Problem: From the entries that follow, gather each line holding the word "above".
Supplied records Block Start
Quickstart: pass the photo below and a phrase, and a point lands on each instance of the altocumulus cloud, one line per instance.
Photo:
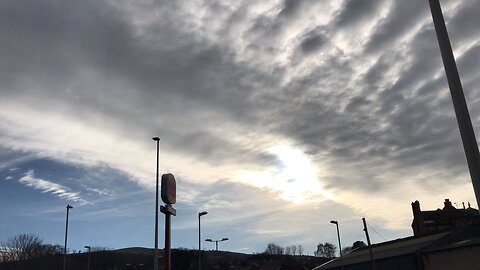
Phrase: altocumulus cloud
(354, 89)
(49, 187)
Supplied records Block End
Supplied records Block Start
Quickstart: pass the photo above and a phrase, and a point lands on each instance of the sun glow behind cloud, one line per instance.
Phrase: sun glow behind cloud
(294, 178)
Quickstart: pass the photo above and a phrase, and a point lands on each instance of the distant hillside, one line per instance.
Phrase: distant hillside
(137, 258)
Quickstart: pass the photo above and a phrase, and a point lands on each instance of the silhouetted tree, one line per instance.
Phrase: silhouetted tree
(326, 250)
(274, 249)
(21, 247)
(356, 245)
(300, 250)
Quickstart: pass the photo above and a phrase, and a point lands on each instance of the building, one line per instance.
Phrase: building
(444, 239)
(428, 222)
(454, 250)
Supplied records Block End
The completed task:
Quickstart: pass the photo above and a phrase, and a point lands on each instance of the sun glow behind cloud, one line per instance.
Quickstart: pass the photo above and a phrase, and a point lands on each instance of the distant hillside, one line per instance.
Quickstart: pass the photo above and a phrase, and a point lands on each instance of the silhouetted tree, one line per instance.
Quickstart: pass the photo above and a phrase, and a point lands on each instance of the building, one line per instance.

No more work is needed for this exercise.